Exercise: Each record below needs to be copied out exactly as it stands.

(Extracted material)

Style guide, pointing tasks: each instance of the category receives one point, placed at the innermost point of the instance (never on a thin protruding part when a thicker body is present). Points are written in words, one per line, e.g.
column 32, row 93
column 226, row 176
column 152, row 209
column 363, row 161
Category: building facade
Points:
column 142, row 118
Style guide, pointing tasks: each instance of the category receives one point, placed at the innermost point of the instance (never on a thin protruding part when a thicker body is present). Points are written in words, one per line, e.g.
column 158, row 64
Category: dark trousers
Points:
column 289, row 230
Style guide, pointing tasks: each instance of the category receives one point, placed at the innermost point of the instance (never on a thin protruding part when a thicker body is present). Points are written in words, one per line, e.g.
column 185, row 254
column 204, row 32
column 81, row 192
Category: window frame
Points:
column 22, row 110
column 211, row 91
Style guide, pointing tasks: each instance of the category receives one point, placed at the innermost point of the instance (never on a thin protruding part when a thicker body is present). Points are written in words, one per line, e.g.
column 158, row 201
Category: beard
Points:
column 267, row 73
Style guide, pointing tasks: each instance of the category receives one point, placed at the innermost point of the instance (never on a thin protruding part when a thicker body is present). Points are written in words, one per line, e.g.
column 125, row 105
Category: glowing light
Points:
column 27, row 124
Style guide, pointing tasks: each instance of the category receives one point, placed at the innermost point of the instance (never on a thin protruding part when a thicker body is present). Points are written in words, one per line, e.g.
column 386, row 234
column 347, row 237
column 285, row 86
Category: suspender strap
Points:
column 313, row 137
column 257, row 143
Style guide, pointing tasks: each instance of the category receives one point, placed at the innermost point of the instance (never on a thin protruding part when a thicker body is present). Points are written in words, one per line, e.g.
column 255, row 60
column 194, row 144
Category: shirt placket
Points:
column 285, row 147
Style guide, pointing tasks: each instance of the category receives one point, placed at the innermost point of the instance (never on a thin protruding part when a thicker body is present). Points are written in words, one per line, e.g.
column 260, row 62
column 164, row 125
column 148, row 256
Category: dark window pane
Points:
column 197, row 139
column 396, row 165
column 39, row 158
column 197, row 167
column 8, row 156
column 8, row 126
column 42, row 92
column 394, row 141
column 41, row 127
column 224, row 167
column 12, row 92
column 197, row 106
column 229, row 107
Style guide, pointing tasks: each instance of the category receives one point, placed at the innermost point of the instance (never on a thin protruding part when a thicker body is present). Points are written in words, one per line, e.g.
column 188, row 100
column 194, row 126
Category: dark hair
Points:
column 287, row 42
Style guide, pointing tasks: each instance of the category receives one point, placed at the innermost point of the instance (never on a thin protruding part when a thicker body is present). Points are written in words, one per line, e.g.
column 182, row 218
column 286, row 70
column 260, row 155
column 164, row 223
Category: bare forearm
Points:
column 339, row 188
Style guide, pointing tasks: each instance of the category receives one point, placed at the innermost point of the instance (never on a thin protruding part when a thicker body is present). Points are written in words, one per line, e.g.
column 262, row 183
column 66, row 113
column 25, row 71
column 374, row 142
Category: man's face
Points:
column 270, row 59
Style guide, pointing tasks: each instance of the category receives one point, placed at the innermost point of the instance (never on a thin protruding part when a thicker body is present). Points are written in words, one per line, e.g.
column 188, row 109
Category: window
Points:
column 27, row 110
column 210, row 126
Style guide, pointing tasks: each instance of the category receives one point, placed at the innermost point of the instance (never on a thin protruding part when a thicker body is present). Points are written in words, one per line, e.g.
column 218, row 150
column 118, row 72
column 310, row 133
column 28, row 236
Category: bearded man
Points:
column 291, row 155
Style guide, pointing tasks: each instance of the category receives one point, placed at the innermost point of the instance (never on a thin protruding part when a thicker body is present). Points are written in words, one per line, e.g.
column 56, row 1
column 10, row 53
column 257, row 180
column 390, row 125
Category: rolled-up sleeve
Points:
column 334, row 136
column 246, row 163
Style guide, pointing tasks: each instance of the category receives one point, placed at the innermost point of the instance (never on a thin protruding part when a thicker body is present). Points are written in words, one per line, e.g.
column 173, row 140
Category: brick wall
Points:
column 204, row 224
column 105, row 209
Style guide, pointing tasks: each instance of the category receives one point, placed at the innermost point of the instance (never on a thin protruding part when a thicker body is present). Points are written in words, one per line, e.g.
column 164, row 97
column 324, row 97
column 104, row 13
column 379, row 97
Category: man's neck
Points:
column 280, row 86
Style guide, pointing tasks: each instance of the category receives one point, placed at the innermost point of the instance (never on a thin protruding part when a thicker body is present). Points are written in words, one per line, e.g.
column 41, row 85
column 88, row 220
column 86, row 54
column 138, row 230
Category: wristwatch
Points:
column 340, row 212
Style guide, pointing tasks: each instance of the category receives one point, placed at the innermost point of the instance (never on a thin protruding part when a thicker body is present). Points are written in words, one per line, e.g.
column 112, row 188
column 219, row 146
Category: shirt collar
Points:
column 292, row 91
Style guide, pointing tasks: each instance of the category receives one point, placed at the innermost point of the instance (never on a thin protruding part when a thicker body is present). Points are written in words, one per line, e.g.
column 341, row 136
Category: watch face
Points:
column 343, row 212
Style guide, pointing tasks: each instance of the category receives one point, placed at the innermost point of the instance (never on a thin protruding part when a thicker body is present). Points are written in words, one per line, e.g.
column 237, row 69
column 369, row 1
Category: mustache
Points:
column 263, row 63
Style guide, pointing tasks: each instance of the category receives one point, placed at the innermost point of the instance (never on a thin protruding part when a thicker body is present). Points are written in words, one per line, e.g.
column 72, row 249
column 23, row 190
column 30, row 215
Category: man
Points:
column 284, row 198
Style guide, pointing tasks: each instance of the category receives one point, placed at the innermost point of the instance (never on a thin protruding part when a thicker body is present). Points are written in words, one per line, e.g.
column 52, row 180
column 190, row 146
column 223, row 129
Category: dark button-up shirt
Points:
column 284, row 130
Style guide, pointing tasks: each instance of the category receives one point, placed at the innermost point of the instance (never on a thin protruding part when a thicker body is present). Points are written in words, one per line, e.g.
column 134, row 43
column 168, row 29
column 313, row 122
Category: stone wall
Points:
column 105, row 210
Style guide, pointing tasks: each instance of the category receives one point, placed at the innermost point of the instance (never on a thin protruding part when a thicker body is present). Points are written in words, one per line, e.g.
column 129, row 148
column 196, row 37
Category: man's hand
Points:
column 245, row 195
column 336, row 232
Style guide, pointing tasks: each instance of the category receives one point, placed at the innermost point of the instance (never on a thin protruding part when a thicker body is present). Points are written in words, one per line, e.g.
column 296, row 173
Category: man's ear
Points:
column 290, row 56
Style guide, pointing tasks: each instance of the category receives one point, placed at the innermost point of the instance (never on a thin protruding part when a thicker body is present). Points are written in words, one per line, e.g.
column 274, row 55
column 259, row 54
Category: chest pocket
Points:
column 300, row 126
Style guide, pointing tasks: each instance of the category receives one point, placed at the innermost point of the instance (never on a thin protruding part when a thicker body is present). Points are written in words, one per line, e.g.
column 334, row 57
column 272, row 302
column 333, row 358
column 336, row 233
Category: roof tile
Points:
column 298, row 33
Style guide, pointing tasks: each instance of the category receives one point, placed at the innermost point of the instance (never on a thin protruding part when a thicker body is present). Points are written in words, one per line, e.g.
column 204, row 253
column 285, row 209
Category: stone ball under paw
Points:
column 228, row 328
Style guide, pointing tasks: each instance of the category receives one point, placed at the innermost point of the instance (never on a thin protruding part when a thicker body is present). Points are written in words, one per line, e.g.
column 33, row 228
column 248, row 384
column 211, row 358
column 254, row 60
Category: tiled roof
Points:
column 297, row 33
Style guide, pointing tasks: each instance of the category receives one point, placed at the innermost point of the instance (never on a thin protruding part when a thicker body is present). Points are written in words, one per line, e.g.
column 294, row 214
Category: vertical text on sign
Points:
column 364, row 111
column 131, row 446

(End Extracted material)

Answer box:
Style guide, pointing tasks: each instance of the category receives one point, placed at the innermost point of the instance (never on a thin protruding part when a thicker body is present). Points are written in words, one per line, e.g.
column 32, row 93
column 226, row 176
column 152, row 209
column 363, row 161
Category: building facade
Points:
column 142, row 118
Style guide, pointing tasks: each instance of the category receives one point, placed at the innermost point of the instance (never on a thin protruding part when a thicker body is present). Points are written in words, one per line, e.g.
column 158, row 64
Category: dark trousers
Points:
column 289, row 230
Style guide, pointing tasks: each instance of the category receives one point, placed at the innermost point of the instance (never on a thin protruding part when a thicker body is present). Points are written in words, one per line, e.g.
column 185, row 254
column 204, row 32
column 81, row 192
Category: window frame
Points:
column 22, row 110
column 211, row 91
Style guide, pointing tasks: each instance of the category receives one point, placed at the innermost point of the instance (never on a thin protruding part when a thicker body is present). Points are written in words, one per line, e.g.
column 158, row 201
Category: beard
Points:
column 267, row 73
Style guide, pointing tasks: each instance of the category receives one point, placed at the innermost point of the instance (never on a thin protruding part when a thicker body is present). Points are written in words, one per line, e.g.
column 125, row 105
Category: glowing light
Points:
column 27, row 124
Style guide, pointing tasks: each instance of the category receives one point, placed at the innermost point of the instance (never on a thin protruding part when a thicker body is present). Points are written in words, one per line, e.g.
column 386, row 234
column 347, row 237
column 285, row 86
Category: suspender strap
Points:
column 313, row 137
column 257, row 143
Style guide, pointing tasks: each instance of the category receives one point, placed at the innermost point of the instance (never on a thin protruding part when a thicker body is present). Points are written in words, one per line, e.g.
column 255, row 60
column 194, row 144
Category: shirt placket
Points:
column 285, row 147
Style guide, pointing tasks: each instance of the category receives one point, placed at the innermost point of the instance (never on a thin protruding part when a thicker body is present). Points are written in words, one per line, e.g.
column 260, row 62
column 164, row 125
column 148, row 256
Category: dark window pane
Points:
column 197, row 139
column 396, row 165
column 39, row 158
column 197, row 167
column 8, row 156
column 8, row 126
column 42, row 92
column 394, row 141
column 41, row 127
column 224, row 167
column 12, row 92
column 197, row 106
column 229, row 107
Style guide, pointing tasks: each instance of the category receives one point, placed at the innermost point of the instance (never on a thin protruding part when a thicker body is present). Points are written in words, one per line, e.g.
column 188, row 100
column 194, row 126
Category: dark hair
Points:
column 287, row 42
Style guide, pointing tasks: each instance of the category receives one point, placed at the innermost point of the instance (never on a thin protruding part when a thicker body is present). Points are written in words, one per line, e.g.
column 182, row 218
column 286, row 70
column 260, row 155
column 164, row 223
Category: bare forearm
Points:
column 339, row 188
Style guide, pointing tasks: each instance of the category receives one point, placed at the innermost point of the instance (never on a thin protruding part when a thicker body is present). Points are written in words, one per line, e.g.
column 262, row 183
column 66, row 113
column 25, row 71
column 374, row 142
Category: man's face
Points:
column 270, row 59
Style guide, pointing tasks: each instance of the category receives one point, placed at the innermost point of the instance (never on a thin protruding part when a thicker body is present). Points are written in words, one per line, e.g.
column 188, row 109
Category: window
Points:
column 27, row 110
column 210, row 126
Style guide, pointing tasks: each instance of the category receives one point, placed at the innermost point of the instance (never on a thin protruding part when a thicker body is present). Points are written in words, one per line, e.g.
column 218, row 150
column 118, row 72
column 310, row 133
column 28, row 236
Category: bearded man
Points:
column 291, row 155
Style guide, pointing tasks: each instance of the category receives one point, placed at the innermost point of the instance (never on a thin protruding part when a thicker body is present). Points are written in words, one per line, e.g.
column 56, row 1
column 10, row 53
column 257, row 180
column 390, row 125
Category: rolled-up sleeve
Points:
column 334, row 136
column 246, row 163
Style guide, pointing tasks: each instance of the category receives one point, placed at the innermost point of the instance (never on a thin protruding part when a thicker body is present). Points are written in words, one per line, e.g.
column 173, row 140
Category: brick wall
Points:
column 204, row 224
column 105, row 209
Style guide, pointing tasks: each instance of the category receives one point, placed at the innermost point of the instance (never on a thin protruding part when a thicker body is present). Points are written in words, one per line, e.g.
column 164, row 97
column 324, row 97
column 104, row 13
column 379, row 97
Category: man's neck
Points:
column 280, row 86
Style guide, pointing tasks: each instance of the category receives one point, placed at the innermost point of the instance (never on a thin protruding part when a thicker body is present). Points are written in words, one per line, e.g.
column 41, row 85
column 88, row 220
column 86, row 54
column 138, row 230
Category: wristwatch
Points:
column 340, row 212
Style guide, pointing tasks: each instance of the category receives one point, placed at the innermost point of the instance (never on a thin protruding part when a thicker body is present). Points are written in words, one per line, e.g.
column 112, row 188
column 219, row 146
Category: shirt collar
Points:
column 292, row 91
Style guide, pointing tasks: each instance of the category receives one point, placed at the innermost point of the instance (never on a thin protruding part when a thicker body is present). Points are written in words, one per line, e.g.
column 341, row 136
Category: watch face
Points:
column 343, row 212
Style guide, pointing tasks: each instance of the category receives one point, placed at the innermost point of the instance (never on a thin protruding part when a thicker body is present). Points are written in words, one per line, e.g.
column 237, row 69
column 369, row 1
Category: mustache
Points:
column 263, row 63
Style guide, pointing tasks: each instance of the category receives one point, placed at the innermost point of the instance (never on a thin protruding part when a thicker body is present). Points are written in words, one per line, e.g.
column 72, row 249
column 23, row 190
column 30, row 215
Category: man
Points:
column 284, row 198
Style guide, pointing tasks: each instance of the category receives one point, placed at the innermost point of the instance (never on a thin protruding part when a thicker body is present). Points are written in words, one per line, e.g.
column 52, row 180
column 190, row 146
column 223, row 129
Category: dark button-up shirt
Points:
column 284, row 130
Style guide, pointing tasks: each instance of the category receives one point, placed at the innermost point of the instance (never on a thin protruding part when a thicker body is present). Points are written in words, one per line, e.g.
column 134, row 43
column 168, row 29
column 313, row 122
Category: stone wall
Points:
column 105, row 210
Style guide, pointing tasks: each instance of the category receives one point, placed at the innermost point of the instance (never on a thin protruding part when a thicker body is present). Points are written in words, one per line, e.g.
column 129, row 148
column 196, row 37
Category: man's hand
Points:
column 245, row 195
column 336, row 232
Style guide, pointing tasks: each instance of the category receives one point, placed at the innermost point of the instance (never on a thin protruding part when a thicker body is present). Points are written in words, one per line, e.g.
column 296, row 173
Category: man's ear
Points:
column 290, row 56
Style guide, pointing tasks: each instance of the category receives one point, placed at the innermost point of the instance (never on a thin protruding part when a thicker body is present). Points are written in words, one per line, e.g.
column 274, row 55
column 259, row 54
Category: chest pocket
Points:
column 300, row 126
Style guide, pointing tasks: each instance of the category receives one point, placed at the innermost point of the instance (never on a thin protruding part when a thicker body is present). Points are written in words, one per line, e.g.
column 334, row 57
column 272, row 302
column 333, row 358
column 336, row 233
Category: roof tile
Points:
column 298, row 33
Style guide, pointing tasks: each instance of the category receives one point, placed at the innermost point of the instance (never on a thin protruding part when a thicker body is present). Points are written in words, one per line, e.g.
column 204, row 253
column 285, row 209
Category: stone ball under paw
Points:
column 228, row 328
Style guide, pointing tasks: each instance of the category receives one point, placed at the innermost point of the instance (never on a thin protruding part when a thicker body is present). Points are written in words, one per line, e.g.
column 33, row 228
column 248, row 384
column 211, row 358
column 254, row 60
Category: tiled roof
Points:
column 297, row 33
Style guide, pointing tasks: each instance of the category receives one point, placed at the innermost point of the instance (never on a thin protruding part when a thicker body is present). Points are written in words, one per line, e.g.
column 294, row 214
Category: vertical text on sign
Points:
column 364, row 111
column 131, row 446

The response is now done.